§ **Your goal**: All of the entries must be reproduced exactly, with no images carried over.

====== Supplied material

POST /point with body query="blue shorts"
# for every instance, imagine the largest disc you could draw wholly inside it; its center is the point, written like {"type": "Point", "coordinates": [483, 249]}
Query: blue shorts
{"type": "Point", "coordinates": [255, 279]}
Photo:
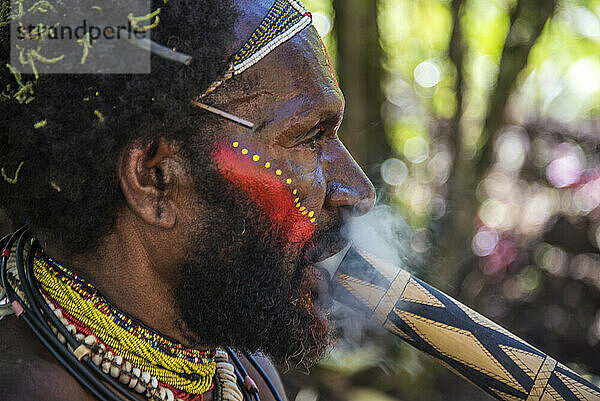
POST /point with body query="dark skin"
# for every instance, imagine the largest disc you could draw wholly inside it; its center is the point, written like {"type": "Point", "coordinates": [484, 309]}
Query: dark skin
{"type": "Point", "coordinates": [293, 99]}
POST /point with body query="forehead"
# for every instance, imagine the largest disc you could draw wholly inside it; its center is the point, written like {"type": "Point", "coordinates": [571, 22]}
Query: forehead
{"type": "Point", "coordinates": [296, 74]}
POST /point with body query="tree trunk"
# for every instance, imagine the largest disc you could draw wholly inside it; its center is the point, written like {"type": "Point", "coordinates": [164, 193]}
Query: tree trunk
{"type": "Point", "coordinates": [359, 67]}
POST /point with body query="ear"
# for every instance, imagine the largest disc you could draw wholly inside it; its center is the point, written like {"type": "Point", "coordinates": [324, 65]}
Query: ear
{"type": "Point", "coordinates": [149, 174]}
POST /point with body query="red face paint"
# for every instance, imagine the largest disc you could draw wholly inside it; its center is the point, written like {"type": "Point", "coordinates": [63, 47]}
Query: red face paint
{"type": "Point", "coordinates": [267, 190]}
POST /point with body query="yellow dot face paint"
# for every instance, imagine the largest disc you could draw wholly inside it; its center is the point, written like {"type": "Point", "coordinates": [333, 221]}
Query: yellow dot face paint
{"type": "Point", "coordinates": [302, 209]}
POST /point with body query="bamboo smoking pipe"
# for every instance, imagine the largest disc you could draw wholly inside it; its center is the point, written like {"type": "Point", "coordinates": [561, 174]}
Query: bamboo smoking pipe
{"type": "Point", "coordinates": [466, 342]}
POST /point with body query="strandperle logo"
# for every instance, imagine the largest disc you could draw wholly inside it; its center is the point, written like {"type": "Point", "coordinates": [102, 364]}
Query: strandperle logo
{"type": "Point", "coordinates": [79, 32]}
{"type": "Point", "coordinates": [81, 37]}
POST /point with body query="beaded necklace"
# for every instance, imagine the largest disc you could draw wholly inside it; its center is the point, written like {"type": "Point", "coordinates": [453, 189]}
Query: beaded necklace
{"type": "Point", "coordinates": [120, 341]}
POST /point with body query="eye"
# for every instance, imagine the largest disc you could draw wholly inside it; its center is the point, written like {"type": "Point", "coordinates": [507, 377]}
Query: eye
{"type": "Point", "coordinates": [313, 142]}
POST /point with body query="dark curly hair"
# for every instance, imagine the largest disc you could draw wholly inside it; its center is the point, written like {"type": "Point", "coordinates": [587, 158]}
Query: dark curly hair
{"type": "Point", "coordinates": [59, 152]}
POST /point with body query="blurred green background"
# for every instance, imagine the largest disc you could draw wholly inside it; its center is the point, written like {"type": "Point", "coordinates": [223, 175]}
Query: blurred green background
{"type": "Point", "coordinates": [478, 122]}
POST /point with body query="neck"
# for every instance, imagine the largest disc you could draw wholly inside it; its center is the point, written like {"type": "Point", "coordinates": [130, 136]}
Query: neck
{"type": "Point", "coordinates": [125, 270]}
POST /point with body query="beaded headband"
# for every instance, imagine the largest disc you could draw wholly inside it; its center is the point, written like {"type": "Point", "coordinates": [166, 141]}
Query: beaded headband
{"type": "Point", "coordinates": [284, 20]}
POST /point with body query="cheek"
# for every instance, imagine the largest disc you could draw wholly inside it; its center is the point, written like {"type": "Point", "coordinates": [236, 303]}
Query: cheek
{"type": "Point", "coordinates": [268, 190]}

============

§ **Response to this task**:
POST /point with body query="blue shorts"
# for every instance, imagine the largest disc you could draw wholly inside it; its center is the point, written like {"type": "Point", "coordinates": [483, 249]}
Query: blue shorts
{"type": "Point", "coordinates": [255, 279]}
Photo:
POST /point with body query="dark skin"
# for every instance, imagine the largest disc you could draw wholly inside it; its center is the point, written like {"type": "Point", "coordinates": [484, 309]}
Query: dark skin
{"type": "Point", "coordinates": [293, 99]}
POST /point with body query="forehead"
# for every instance, imagine the largest disc you could draw wholly inside it; its center is the point, written like {"type": "Point", "coordinates": [571, 22]}
Query: forehead
{"type": "Point", "coordinates": [296, 74]}
POST /point with body query="tree trunk"
# for every instance, imagine the largest disc you could draw wholly inside it; its center is the point, written like {"type": "Point", "coordinates": [164, 193]}
Query: tree trunk
{"type": "Point", "coordinates": [359, 67]}
POST /point with body query="ear"
# for every instance, imagine the largest disc you could draw wholly inside it; its center is the point, written like {"type": "Point", "coordinates": [324, 65]}
Query: ear
{"type": "Point", "coordinates": [149, 174]}
POST /point with body query="red face paint"
# for every instance, imagine the largest disc you could draw wholly inside it; its center is the point, written like {"type": "Point", "coordinates": [63, 47]}
Query: red face paint
{"type": "Point", "coordinates": [267, 190]}
POST /point with body query="yellow dot face paint"
# for every instance, imagine the largest disc you could draw wholly inside it; its center is the point, written like {"type": "Point", "coordinates": [333, 221]}
Query: yellow dot face paint
{"type": "Point", "coordinates": [302, 209]}
POST /point with body query="bamboo smoking pipe"
# for every instance, imagine the largest disc you could draw wholly inside it; its center is the point, written like {"type": "Point", "coordinates": [561, 174]}
Query: bamboo smoking pipe
{"type": "Point", "coordinates": [466, 342]}
POST /point with body query="strandperle logo"
# for every instance, imagine the largest disc you could draw wholly inside it; its center is the point, written like {"type": "Point", "coordinates": [102, 364]}
Query: strandperle logo
{"type": "Point", "coordinates": [79, 32]}
{"type": "Point", "coordinates": [81, 37]}
POST /point with body query="beaded necklace"
# for every instance, imagine the largest disc you could draw wholly inside it; its center is the point, written like {"type": "Point", "coordinates": [453, 189]}
Query: beaded necklace
{"type": "Point", "coordinates": [120, 341]}
POST /point with body query="eye"
# for every instance, imagine the largest disc you could draw wholly inside it; its center is the point, written like {"type": "Point", "coordinates": [507, 377]}
Query: eye
{"type": "Point", "coordinates": [313, 142]}
POST /point with body query="dark curly hair"
# for every instance, imagine the largest disc you could draw wholly inside it; its center is the point, written like {"type": "Point", "coordinates": [587, 158]}
Query: dark curly hair
{"type": "Point", "coordinates": [59, 152]}
POST /point with body query="blurred green background"
# for every instance, imagine the largest disc you could draw wholly inside it; its center is the point, written like {"type": "Point", "coordinates": [223, 175]}
Query: blurred green background
{"type": "Point", "coordinates": [478, 122]}
POST /point with body query="neck"
# for every instance, imagine the largest disc you could draw wholly inside it; its center is the point, written like {"type": "Point", "coordinates": [130, 136]}
Query: neck
{"type": "Point", "coordinates": [125, 270]}
POST /point with body query="beaded headband"
# for every instance, imagine the largest disc you could draw wholly inside it; its center is the point, written like {"type": "Point", "coordinates": [166, 141]}
Query: beaded headband
{"type": "Point", "coordinates": [284, 20]}
POST /point with body query="cheek"
# for every instance, imagine the largest disc you could draw wholly inside it; its center is the point, written like {"type": "Point", "coordinates": [236, 303]}
Query: cheek
{"type": "Point", "coordinates": [268, 190]}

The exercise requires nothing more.